> [任务 a]:
请把下面这段关于 Flink Checkpoint 的正文一字不差地完整誊写出来。

上一节了解了Checkpoint的执行流程和内部原理,那么Checkpoint是如何使用的呢,我们先来看一下API。
在此之前,还是需要重点说明一下,Flink 的 checkpoint 机制会和持久化存储进行交互,读写流与状态。一般需要:
一个能够回放一段时间内数据的持久化数据源,例如持久化消息队列(例如 Apache Kafka、RabbitMQ、 Amazon Kinesis、 Google PubSub 等)或文件系统(例如 HDFS、 S3、 GFS、 NFS、 Ceph 等)。
存放状态的持久化存储,通常为分布式文件系统(比如 HDFS、 S3、 GFS、 NFS、 Ceph 等)。
Checkpoint API:
StreamExecutionEnvironment env = StreamExecutionEnvironment.getExecutionEnvironment();
// 每 1000ms 开始一次 checkpoint,这个就是触发JM的checkpoint-Coordinator的一个事件间隔设置
env.enableCheckpointing(1000);
// 高级选项:
// 设置模式为精确一次 (这是默认值)

> [任务 b]:
列出下方记录中凡含有字符串“grille”的每一行,按原样逐行抄录。

> [源记录]:
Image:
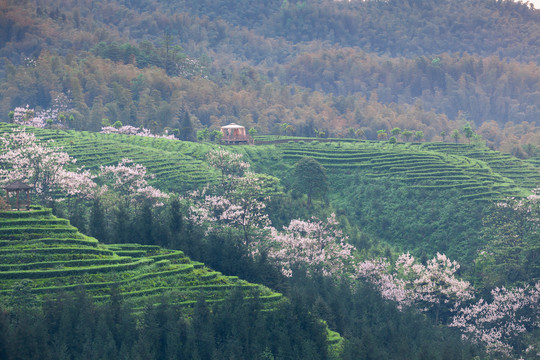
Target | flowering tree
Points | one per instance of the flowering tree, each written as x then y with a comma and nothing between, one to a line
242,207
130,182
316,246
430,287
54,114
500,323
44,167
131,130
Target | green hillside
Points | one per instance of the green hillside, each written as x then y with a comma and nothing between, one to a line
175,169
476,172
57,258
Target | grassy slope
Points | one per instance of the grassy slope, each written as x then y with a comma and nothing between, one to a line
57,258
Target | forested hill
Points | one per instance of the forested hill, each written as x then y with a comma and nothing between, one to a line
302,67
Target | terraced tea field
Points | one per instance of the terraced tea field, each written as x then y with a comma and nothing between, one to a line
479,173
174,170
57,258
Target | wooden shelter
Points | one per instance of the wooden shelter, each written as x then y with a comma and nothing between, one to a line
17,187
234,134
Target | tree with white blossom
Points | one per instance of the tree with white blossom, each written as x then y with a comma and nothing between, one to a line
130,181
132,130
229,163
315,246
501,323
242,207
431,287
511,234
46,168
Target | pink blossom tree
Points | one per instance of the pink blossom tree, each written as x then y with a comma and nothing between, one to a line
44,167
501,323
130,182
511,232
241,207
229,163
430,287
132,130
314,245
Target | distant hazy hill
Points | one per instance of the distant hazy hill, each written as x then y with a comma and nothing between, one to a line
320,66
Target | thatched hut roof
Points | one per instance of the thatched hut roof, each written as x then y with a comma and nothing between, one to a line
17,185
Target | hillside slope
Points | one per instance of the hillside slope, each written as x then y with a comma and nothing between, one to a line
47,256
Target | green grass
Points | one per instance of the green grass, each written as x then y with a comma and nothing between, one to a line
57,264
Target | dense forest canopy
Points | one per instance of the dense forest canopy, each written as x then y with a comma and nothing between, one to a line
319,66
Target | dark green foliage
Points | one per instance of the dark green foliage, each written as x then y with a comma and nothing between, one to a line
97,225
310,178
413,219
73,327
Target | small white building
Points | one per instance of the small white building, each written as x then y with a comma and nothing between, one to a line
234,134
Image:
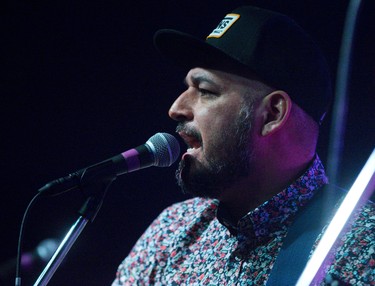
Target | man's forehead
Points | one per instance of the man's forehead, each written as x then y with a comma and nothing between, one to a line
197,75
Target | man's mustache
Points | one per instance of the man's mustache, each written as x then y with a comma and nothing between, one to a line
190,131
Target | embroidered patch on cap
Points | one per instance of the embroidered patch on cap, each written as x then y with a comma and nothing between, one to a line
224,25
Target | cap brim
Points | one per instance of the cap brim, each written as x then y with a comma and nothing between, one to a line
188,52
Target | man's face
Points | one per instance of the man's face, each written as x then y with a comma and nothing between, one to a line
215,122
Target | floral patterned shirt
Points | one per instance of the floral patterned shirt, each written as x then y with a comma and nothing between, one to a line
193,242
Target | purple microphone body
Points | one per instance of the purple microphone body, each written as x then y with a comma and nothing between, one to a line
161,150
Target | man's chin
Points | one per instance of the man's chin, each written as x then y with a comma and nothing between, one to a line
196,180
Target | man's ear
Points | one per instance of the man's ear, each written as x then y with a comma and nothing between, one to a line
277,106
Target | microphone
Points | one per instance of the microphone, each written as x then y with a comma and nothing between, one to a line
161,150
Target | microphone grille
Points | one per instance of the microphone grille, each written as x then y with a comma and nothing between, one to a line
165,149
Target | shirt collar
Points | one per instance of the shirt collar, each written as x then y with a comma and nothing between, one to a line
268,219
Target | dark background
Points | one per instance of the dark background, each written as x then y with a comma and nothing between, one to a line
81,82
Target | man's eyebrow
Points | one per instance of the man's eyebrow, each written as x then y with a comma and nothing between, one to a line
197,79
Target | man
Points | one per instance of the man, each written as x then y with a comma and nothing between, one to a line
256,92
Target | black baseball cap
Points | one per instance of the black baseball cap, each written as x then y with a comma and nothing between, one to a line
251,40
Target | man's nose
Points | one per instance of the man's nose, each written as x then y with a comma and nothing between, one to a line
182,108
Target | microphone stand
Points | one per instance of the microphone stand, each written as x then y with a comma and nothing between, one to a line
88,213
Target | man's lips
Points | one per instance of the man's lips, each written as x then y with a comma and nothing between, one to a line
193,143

> [结果 a]:
上一节了解了Checkpoint的执行流程和内部原理,那么Checkpoint是如何使用的呢,我们先来看一下API。
在此之前,还是需要重点说明一下,Flink 的 checkpoint 机制会和持久化存储进行交互,读写流与状态。一般需要:
一个能够回放一段时间内数据的持久化数据源,例如持久化消息队列(例如 Apache Kafka、RabbitMQ、 Amazon Kinesis、 Google PubSub 等)或文件系统(例如 HDFS、 S3、 GFS、 NFS、 Ceph 等)。
存放状态的持久化存储,通常为分布式文件系统(比如 HDFS、 S3、 GFS、 NFS、 Ceph 等)。
Checkpoint API:
StreamExecutionEnvironment env = StreamExecutionEnvironment.getExecutionEnvironment();
// 每 1000ms 开始一次 checkpoint,这个就是触发JM的checkpoint-Coordinator的一个事件间隔设置
env.enableCheckpointing(1000);
// 高级选项:
// 设置模式为精确一次 (这是默认值)

> [结果 b]:
Target | microphone grille
Points | one per instance of the microphone grille, each written as x then y with a comma and nothing between, one to a line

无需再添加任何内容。